The Defense POW/MIA Accounting Agency (DPAA) announced today that the remains of a U.S. serviceman, accounted for from the Korean War, have been identified and will be returned to his family for burial with full military honors.
Army Pfc. Walter W. Green, 18, of Zanesville, Ohio, accounted for on Aug. 8, 2017, will be buried July 20 in Arlington National Cemetery, near Washington, D.C. In November 1950, Green was a member of Company E, 2nd Battalion, 8th Cavalry Regiment, 1st Cavalry Division, participating in combat actions against the Chinese People’s Volunteer Forces (CPVF) in the vicinity of Unsan, North Korea. Green was reported missing in action as of Nov. 2, 1950 when he could not be accounted for by his unit.
Following the war, during an operation known as “Operation Big Switch,” when prisoners of war were returned, returning Americans from Pyoktong Camp 5 reported that Green had been captured and died while at POW Camp 5. Based on this information, the U.S. Army declared him deceased on June 30, 1951.
Although the U.S. Army Graves Registration Service planned to recover American remains that remained north of the Korean Demilitarized Zone after the war, administrative details between the United Nations Command and North Korea complicated recovery efforts. An agreement was made and in September and October 1954, in what was known as Operation Glory, remains were returned. However, Green’s remains were not included and he was declared non-recoverable.
In September 1954, a set of remains received from North Korea and reportedly recovered from the Pyoktong Cemetery were returned and designated Evacuation (Evac) N-14413 by the Central Identification Laboratory (CIU-Kokura). However, the remains could not be identified and were interred as Unknown X-14413 at the National Memorial Cemetery of the Pacific in Honolulu.

--------------------------------------------------

[BRIEF] According to the DPAA announcement, on what date did the U.S. Army declare Pfc. Walter W. Green deceased? The data plays no part in this work and can be set aside.

--------------------------------------------------

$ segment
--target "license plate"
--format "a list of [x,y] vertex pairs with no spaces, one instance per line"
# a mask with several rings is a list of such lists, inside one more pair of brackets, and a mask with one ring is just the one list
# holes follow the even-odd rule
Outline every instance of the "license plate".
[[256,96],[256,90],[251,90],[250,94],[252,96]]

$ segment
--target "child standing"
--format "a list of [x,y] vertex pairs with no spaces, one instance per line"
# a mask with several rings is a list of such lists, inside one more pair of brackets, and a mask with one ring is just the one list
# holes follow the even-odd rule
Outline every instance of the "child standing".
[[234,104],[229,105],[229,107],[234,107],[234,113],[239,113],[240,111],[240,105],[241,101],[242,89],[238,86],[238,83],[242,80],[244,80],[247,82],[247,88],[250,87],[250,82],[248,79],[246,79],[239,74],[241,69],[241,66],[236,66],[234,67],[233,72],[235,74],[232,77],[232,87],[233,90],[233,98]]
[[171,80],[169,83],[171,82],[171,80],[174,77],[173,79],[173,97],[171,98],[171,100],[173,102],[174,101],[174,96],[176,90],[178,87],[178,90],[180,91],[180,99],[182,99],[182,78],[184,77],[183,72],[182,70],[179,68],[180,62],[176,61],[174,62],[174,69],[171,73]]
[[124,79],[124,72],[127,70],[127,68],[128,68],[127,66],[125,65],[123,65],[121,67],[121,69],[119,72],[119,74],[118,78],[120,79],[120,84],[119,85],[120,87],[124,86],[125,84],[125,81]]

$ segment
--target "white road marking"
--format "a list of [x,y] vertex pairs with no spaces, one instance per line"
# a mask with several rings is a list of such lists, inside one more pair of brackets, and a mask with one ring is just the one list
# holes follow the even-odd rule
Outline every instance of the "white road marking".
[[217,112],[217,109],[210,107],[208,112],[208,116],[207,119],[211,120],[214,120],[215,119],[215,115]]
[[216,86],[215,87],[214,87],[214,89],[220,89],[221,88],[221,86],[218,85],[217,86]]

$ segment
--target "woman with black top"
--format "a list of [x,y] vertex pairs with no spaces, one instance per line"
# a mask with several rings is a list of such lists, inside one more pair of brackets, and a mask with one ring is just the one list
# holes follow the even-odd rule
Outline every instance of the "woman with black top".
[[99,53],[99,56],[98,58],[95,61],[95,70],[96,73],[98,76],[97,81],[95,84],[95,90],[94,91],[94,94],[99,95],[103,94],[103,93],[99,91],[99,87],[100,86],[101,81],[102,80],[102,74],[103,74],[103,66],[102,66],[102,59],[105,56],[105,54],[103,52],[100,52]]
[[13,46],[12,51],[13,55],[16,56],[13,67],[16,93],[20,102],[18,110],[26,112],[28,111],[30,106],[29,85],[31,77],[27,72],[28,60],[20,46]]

--------------------------------------------------

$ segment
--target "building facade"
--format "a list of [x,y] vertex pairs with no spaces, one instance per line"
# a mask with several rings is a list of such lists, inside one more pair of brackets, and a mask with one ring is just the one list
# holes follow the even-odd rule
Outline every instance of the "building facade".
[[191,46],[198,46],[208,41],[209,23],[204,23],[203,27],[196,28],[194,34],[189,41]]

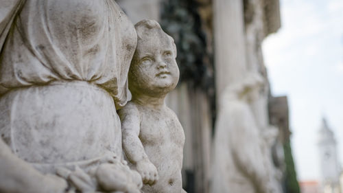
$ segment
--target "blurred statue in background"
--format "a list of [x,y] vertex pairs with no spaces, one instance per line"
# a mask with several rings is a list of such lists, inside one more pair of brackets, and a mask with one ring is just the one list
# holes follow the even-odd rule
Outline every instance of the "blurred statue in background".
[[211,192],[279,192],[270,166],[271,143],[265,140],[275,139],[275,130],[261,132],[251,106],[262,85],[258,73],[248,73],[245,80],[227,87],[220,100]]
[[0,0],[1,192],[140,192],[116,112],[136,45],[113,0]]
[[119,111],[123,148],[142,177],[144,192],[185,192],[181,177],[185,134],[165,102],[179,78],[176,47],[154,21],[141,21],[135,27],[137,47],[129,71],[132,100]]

--------------------------------------------------

[SOLUTION] June 30, 1951.